▶ Ihr Ziel
Geben Sie den Textauszug zur Übergangsregelung des Aufstiegsfortbildungsförderungsgesetzes vollständig und Wort für Wort wieder.

▶ Vorliegender Textauszug
====

Der Beurteilung des vorliegenden Falles sind noch die Regelungen des AFBG a.F. zu Grunde zu legen. Denn nach § 30 Abs. 1 AFBG i.d.F. des Zweiten Gesetzes zur Änderung des Aufstiegsfortbildungsförderungsgesetzes vom 18.06.2009 (BGBl. I S. 1314 ff.) sind für die bis zum 30. Juni 2009 begonnenen Maßnahmen oder Maßnahmeabschnitte der beruflichen Aufstiegsfortbildung die Vorschriften des Gesetzes mit Ausnahme des § 13 b Abs. 2 in der bis zum Ablauf des 30.06.2009 geltenden Fassung weiterhin anzuwenden.

====

▶ Gegebene Informationen
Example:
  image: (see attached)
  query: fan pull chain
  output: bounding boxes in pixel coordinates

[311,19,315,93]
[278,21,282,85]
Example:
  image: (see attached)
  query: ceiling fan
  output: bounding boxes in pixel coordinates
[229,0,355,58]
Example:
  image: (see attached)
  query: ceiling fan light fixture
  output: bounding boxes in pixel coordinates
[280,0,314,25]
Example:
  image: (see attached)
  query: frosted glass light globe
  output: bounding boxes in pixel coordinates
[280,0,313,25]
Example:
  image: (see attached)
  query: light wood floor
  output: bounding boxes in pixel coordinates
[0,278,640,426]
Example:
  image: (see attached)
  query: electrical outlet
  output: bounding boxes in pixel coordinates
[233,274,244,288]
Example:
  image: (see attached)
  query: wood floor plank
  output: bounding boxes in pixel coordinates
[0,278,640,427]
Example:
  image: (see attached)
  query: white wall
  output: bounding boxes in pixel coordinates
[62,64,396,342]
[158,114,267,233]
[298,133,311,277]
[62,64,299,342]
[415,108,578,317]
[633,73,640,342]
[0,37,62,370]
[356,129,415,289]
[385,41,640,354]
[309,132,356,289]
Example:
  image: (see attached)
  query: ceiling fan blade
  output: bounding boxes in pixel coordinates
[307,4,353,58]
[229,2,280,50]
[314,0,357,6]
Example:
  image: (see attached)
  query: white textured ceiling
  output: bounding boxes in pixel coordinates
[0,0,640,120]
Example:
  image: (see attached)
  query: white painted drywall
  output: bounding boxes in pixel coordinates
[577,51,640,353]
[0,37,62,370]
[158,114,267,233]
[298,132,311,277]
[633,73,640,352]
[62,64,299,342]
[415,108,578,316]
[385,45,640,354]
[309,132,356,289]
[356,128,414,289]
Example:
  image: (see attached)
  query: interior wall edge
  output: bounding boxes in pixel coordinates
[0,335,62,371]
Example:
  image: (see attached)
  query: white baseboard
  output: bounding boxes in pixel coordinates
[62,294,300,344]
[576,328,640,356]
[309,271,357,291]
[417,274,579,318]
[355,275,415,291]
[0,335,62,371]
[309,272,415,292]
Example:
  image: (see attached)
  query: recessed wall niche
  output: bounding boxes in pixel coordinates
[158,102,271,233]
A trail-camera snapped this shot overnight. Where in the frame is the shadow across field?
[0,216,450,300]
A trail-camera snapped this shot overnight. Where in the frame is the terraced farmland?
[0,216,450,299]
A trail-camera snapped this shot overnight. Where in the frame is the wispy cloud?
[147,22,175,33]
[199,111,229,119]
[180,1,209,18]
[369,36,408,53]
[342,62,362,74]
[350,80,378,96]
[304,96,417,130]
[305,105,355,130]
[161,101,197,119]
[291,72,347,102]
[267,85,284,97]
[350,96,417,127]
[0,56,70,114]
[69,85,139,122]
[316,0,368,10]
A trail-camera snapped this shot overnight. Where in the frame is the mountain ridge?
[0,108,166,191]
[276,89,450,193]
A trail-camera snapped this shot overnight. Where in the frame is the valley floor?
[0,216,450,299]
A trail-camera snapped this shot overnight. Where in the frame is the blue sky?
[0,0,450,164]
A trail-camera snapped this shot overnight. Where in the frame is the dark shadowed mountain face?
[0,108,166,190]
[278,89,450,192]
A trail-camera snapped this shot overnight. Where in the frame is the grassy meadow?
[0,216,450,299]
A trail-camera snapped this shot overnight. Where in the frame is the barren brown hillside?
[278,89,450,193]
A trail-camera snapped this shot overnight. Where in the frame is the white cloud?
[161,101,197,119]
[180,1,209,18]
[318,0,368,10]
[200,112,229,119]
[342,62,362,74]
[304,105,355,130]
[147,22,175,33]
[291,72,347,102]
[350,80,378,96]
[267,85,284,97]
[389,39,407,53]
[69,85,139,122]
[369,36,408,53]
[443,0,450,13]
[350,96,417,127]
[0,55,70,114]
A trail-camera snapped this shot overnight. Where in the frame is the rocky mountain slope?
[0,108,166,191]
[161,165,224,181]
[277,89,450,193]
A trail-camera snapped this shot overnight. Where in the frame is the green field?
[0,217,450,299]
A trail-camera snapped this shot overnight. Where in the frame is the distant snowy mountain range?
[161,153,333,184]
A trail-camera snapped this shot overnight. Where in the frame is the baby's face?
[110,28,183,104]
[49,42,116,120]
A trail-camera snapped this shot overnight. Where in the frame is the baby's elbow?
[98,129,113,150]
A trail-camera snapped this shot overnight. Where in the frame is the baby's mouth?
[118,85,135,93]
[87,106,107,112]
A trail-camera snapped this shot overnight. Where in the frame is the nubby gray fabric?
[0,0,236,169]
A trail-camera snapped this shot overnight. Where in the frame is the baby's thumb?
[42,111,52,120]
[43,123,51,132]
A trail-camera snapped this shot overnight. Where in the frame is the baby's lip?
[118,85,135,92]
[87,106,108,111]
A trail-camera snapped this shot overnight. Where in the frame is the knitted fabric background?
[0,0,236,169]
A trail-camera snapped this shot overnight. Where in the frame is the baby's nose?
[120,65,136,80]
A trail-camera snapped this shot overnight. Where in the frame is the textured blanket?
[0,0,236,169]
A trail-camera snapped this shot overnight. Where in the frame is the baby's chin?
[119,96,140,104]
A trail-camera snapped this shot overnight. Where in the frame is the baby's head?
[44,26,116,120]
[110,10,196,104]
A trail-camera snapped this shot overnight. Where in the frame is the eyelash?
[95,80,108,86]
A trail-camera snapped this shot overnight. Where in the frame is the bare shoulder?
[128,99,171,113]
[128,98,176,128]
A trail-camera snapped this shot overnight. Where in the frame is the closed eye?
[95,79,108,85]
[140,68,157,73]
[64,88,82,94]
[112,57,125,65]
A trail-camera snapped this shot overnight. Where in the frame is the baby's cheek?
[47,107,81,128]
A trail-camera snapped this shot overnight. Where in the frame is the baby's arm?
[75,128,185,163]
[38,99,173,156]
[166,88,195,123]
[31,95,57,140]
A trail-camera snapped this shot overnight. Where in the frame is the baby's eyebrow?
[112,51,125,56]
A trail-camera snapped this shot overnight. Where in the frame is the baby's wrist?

====

▶ Vollständige Antwort
Der Beurteilung des vorliegenden Falles sind noch die Regelungen des AFBG a.F. zu Grunde zu legen. Denn nach § 30 Abs. 1 AFBG i.d.F. des Zweiten Gesetzes zur Änderung des Aufstiegsfortbildungsförderungsgesetzes vom 18.06.2009 (BGBl. I S. 1314 ff.) sind für die bis zum 30. Juni 2009 begonnenen Maßnahmen oder Maßnahmeabschnitte der beruflichen Aufstiegsfortbildung die Vorschriften des Gesetzes mit Ausnahme des § 13 b Abs. 2 in der bis zum Ablauf des 30.06.2009 geltenden Fassung weiterhin anzuwenden.